(Items from a dataset)
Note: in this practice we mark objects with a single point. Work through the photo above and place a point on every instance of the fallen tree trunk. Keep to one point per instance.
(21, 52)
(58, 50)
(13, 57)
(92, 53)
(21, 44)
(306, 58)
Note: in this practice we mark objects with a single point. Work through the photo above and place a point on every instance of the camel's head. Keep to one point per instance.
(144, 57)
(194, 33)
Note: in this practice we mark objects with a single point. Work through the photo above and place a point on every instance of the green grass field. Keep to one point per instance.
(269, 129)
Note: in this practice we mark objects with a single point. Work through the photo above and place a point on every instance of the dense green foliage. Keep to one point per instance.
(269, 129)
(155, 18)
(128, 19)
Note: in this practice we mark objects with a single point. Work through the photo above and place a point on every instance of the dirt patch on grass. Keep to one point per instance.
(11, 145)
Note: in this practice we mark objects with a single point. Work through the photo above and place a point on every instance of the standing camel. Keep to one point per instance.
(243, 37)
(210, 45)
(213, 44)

### ACTIVITY
All of the records should be repeated precisely as written.

### RESULT OF THIS TASK
Note: in this practice we mark objects with a single point. Work through the photo above and place a point on every instance of the fallen tree trunk. Keep to one point per instance.
(21, 52)
(58, 50)
(13, 57)
(92, 53)
(21, 44)
(306, 58)
Note: in this practice we mark objects with a single point. Work through the photo above and place a point on every instance of the camel's head. Keep to one point per instance.
(144, 57)
(194, 33)
Note: in this practice we mark objects with a single point. Work through the photo above and place a point on every instance of the green grass field. Keep to one point per instance.
(269, 129)
Note: in this practice we mark objects with a single point. Work through the photo above and place a point on every instance of the dense green foliage. Keep to one point per instance.
(269, 129)
(155, 18)
(128, 19)
Note: in this practice we mark objects with a single point. Work through the photo above and place a point on every instance of the dirt patch on grass. Keep to one point per instance.
(11, 145)
Note: in this practice we mark objects with a single point. Work through the photo above and place a point on every instance of the standing camel. Keep to one point per instance.
(243, 37)
(210, 45)
(213, 44)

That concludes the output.